- _DOCUMENT SEGMENT_
September 26, 2023
General News

ProColombia Unveils New Export Strategy; Medellin, Antioquia Leading

ProColombia – the government export and investment promotion agency – announced September 2 the launch of a new business information service in order to boost Colombia’s exports of goods other than petroleum and minerals.

The plunge in oil prices and the rise in the value of the U.S. dollar against the Colombian peso has taken a big bite out of government revenues.

But the soaring dollar also opens new opportunities for exporters of manufactured goods, agricultural products and traditional sectors including coffee and cut flowers, as ProColombia president María Claudia Lacouture explained in a press conference (see photo).

Even before the oil plunge and the dollar rise, Colombia’s non-petroleum, non-mining exports already rose 18% between 2010 and 2014, she added.

The agency has just upgraded and expanded information on its web-site, showing how it can help exporters determine what to export, where, how and with whom, she said.

“The message we want to send to impresarios is that if you’re already exporting, then export more; if you stopped doing it, try it again; if you never have done it, now is the time to do it – and ProColombia will show you how.”

New ‘Mipyme’ Export Assistance

For small and medium-sized enterprises, ProColombia recently launched the “Mipyme Internacional” program, which aims to help add 1,000 companies to the list of Colombian exporters, she said.

During the first phase of the program, ProColombia chose 33 companies for its assistance, 18 of which are already ready to export. Nine others are already exporting to Canada, the USA, Puerto Rico, Dominican Republic, El Salvador, Guatemala, Aruba and Panamá, she said.

Just over half of these companies are manufacturers — mainly producers of clothing, with the others producing agroindustrial products, according to ProColombia.

By 2016, ProColombia aims to have at least 100 more small-and-medium-size companies joining the ranks of exporters through the new program.

Antioquia Leads

According to a separate but related ProColombia study, Antioquia is now the biggest single exporter from Colombia of non-petroleum, non-mining goods.

In addition, a recent Agencia de Cooperación e Inversión de Medellin y el Área Metropolitana (ACI – Medellin’s investment promotion agency) study found that foreign direct investment in Medellin hit US$683 million in 2014, six times the investment level in 2010, the ProColombia study noted.

In total, 20% of all goods exported from Colombia are from Antioquian enterprises, according to the study.

What’s more, Antioquia has boosted such exports by 21.5% in the past five years, as well as receiving six times more foreign investment in 2014 versus 2010, according to the study.

- _LISTED ENTRIES_
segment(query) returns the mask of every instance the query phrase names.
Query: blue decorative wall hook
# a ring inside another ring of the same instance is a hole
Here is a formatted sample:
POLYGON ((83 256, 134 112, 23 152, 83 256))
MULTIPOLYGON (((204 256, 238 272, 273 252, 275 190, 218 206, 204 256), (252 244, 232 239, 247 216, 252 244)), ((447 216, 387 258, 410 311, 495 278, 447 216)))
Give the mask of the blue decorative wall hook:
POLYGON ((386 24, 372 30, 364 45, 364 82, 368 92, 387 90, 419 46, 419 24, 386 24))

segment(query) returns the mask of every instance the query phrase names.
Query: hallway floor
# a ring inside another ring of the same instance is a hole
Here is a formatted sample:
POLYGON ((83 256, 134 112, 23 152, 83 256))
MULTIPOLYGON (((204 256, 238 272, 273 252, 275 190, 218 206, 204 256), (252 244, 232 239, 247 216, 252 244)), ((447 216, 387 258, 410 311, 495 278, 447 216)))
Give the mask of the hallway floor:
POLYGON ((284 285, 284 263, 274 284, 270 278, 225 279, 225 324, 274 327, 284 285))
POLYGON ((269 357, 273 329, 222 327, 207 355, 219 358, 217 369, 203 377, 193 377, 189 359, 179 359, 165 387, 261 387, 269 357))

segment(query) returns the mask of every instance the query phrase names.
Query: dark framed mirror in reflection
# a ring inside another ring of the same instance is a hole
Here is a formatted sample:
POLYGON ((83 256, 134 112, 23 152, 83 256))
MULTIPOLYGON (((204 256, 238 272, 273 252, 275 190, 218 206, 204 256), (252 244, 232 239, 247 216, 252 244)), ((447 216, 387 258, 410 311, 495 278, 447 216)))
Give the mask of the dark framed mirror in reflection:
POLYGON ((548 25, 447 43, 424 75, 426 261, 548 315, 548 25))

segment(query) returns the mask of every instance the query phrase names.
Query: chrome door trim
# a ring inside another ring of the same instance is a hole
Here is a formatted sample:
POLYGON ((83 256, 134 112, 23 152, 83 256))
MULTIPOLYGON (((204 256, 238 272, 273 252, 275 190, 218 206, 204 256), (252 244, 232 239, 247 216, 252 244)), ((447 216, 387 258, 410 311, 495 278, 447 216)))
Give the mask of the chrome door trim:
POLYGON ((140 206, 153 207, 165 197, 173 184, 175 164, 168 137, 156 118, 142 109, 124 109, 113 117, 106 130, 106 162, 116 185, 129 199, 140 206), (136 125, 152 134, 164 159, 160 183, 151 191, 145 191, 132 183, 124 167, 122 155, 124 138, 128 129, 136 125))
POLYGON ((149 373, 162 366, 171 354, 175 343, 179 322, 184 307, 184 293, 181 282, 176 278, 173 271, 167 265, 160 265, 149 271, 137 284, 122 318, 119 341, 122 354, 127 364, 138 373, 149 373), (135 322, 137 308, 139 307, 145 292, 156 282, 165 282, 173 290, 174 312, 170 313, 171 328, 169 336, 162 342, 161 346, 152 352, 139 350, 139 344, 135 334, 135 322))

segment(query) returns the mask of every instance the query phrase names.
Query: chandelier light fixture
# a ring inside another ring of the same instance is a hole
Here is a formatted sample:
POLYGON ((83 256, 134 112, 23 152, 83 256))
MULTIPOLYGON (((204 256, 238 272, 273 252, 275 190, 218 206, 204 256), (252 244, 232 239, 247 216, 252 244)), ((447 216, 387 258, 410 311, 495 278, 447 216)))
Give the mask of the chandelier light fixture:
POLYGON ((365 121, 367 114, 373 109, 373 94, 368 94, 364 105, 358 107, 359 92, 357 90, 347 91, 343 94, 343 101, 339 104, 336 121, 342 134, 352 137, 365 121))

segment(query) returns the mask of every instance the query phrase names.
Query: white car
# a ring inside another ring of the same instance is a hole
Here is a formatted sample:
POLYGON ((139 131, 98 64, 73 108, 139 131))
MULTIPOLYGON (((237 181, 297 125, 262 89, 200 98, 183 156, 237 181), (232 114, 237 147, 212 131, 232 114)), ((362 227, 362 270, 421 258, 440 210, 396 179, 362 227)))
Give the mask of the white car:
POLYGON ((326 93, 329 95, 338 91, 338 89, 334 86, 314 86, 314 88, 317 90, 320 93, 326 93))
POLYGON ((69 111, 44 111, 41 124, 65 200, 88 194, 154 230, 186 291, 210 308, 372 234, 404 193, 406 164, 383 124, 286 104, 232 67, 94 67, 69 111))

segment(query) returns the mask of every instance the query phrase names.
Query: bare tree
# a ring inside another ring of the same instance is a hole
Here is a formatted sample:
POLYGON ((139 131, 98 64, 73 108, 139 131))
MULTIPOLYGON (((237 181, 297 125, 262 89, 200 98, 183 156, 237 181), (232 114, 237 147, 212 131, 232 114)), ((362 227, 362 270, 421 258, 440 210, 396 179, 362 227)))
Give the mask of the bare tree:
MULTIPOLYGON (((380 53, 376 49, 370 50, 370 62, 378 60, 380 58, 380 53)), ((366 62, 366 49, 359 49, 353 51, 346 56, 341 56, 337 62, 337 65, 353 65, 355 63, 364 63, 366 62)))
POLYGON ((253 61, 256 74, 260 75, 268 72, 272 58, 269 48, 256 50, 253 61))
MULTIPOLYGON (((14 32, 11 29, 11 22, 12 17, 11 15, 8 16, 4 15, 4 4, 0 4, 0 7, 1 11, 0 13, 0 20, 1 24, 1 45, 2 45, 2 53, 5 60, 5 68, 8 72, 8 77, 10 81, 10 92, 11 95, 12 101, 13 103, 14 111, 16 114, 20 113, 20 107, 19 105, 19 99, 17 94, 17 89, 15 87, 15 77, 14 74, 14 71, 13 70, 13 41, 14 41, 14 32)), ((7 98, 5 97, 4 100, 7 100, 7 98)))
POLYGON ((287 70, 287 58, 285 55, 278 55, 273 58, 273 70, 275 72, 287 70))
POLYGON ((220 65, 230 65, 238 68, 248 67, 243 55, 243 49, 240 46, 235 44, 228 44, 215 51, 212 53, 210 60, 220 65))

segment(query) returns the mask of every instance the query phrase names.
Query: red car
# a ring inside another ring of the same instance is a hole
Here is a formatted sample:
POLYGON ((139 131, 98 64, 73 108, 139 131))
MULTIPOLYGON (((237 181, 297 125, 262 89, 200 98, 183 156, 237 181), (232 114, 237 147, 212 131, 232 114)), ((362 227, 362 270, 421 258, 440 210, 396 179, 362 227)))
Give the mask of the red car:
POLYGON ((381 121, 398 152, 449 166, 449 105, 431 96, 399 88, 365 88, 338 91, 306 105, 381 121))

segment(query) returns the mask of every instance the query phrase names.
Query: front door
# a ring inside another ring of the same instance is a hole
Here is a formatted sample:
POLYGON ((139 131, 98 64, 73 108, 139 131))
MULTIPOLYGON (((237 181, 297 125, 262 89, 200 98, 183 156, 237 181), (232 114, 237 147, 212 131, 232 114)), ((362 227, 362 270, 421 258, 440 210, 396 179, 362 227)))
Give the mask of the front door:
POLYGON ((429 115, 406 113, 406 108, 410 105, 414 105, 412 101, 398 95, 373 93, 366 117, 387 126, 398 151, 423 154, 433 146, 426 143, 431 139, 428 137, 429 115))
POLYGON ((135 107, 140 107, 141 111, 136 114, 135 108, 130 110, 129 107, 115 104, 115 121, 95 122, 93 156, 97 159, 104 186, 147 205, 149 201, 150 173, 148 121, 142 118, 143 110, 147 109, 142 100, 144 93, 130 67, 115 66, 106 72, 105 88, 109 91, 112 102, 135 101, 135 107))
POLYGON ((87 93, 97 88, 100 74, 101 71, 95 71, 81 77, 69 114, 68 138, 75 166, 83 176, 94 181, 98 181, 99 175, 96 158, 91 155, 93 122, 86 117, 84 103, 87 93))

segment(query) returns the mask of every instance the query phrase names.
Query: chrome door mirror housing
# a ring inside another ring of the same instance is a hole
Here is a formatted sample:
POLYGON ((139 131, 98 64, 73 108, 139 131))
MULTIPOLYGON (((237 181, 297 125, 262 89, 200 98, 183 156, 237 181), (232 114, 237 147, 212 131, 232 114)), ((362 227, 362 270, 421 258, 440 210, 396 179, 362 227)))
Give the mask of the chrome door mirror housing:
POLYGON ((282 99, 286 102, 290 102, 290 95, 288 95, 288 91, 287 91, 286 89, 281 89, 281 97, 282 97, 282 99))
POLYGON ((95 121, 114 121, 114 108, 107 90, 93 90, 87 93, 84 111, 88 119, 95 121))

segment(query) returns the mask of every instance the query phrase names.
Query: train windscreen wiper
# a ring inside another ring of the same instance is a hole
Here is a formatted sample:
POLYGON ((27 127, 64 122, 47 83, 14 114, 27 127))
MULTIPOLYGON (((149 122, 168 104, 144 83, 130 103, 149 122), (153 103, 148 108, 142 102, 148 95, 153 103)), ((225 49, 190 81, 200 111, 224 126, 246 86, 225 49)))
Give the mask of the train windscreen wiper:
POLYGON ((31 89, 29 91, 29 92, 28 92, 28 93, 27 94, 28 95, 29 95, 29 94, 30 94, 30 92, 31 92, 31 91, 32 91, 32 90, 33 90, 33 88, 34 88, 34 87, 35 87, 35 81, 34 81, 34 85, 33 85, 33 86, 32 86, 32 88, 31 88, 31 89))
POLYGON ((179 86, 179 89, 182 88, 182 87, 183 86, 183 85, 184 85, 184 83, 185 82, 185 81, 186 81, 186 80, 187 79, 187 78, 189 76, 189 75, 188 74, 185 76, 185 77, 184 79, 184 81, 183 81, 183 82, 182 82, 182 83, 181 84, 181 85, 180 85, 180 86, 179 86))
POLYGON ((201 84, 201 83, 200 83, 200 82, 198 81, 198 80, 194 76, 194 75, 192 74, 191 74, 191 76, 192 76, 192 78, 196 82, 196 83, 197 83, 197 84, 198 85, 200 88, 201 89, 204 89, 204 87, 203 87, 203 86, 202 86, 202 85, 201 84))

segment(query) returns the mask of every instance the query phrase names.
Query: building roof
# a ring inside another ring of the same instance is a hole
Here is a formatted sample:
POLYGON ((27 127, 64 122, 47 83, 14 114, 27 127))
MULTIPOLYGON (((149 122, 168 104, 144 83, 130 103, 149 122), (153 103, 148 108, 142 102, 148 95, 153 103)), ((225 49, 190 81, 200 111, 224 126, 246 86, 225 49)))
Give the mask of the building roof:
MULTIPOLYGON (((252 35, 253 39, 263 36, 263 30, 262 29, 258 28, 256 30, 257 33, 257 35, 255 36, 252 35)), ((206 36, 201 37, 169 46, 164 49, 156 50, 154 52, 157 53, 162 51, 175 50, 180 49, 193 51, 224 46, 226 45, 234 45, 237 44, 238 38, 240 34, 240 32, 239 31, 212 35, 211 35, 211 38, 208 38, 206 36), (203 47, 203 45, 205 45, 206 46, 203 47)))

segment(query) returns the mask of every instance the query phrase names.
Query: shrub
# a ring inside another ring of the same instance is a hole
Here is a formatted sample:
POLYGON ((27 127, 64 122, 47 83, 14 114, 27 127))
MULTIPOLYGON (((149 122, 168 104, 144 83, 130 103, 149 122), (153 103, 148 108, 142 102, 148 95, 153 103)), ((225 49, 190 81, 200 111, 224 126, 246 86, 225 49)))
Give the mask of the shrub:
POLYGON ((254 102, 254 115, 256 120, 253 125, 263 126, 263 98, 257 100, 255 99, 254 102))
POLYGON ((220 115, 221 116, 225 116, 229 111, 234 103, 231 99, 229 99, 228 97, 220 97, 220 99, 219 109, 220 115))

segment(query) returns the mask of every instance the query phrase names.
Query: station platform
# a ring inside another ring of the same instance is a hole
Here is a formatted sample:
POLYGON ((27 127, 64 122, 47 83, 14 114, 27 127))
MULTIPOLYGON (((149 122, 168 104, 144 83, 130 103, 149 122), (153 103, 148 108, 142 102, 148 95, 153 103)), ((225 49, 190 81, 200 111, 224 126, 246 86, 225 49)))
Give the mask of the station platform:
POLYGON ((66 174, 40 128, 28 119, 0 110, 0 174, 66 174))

- _TASKS AND EXERCISES_
**1)** In the article on ProColombia's new export strategy, why did the agency launch its new business information service?
**2)** Could you write the next part of the article on ProColombia's export strategy, picking up after its last sentence about Antioquia?

- _PER-TASK OUTPUTS_
**1)** ProColombia launched the service to boost Colombia's exports of goods other than petroleum and minerals.

**2)**
Currently, more than 63% of Antioquia’s exports come from non-mining industries, according to ProColombia. That statistic may surprise many, given Antioquia’s long history of gold mining.
Glass containers, plastics, fresh flowers and household products were the leading export sectors from Antioquia during 2014, according to ProColombia. The USA, Mexico and Ecuador were the three main destinations of Antioquian exports.

In the agro-industrial sector, target products from Antioquia for export expansion include forest products, natural rubber, cacao and derivatives, coffee, bananas, avocados, asparagus, flowers, beef and dairy products, according to the study.

Novel exports from Antioquia in the ag sector now include organic fresh herbs and novel tropical fruits such as uchuva, the study noted.

As for the industrial sector, target products for export expansion from Antioquia include clothing as well as goods and services for the construction industry.

In the services sector, targets for further expansion include convention tourism, medical/dental tourism and ecotourism, according to the study.

In order to boost foreign tourism to Antioquia, ProColombia has recently concentrated its efforts in the USA, Canada, Mexico, Costa Rica, Aruba, Curazao, Peru, Argentina, Germany, the UK, France, Spain, Japan, India and Israel, according to the study.

Wedding and honeymoon tourism, luxury tourism, bird-watching and nature tourism are among the newer areas being promoted by ProColombia for visitors to Medellin and Antioquia, according to the study.

Other strategic “clusters” targeted for more development in Medellin and Antioquia include technology and software company expansions, electrical energy production and related services, and aeronautical services, where a big expansion is now underway at the Rionegro (Medellin international) airport, the study noted.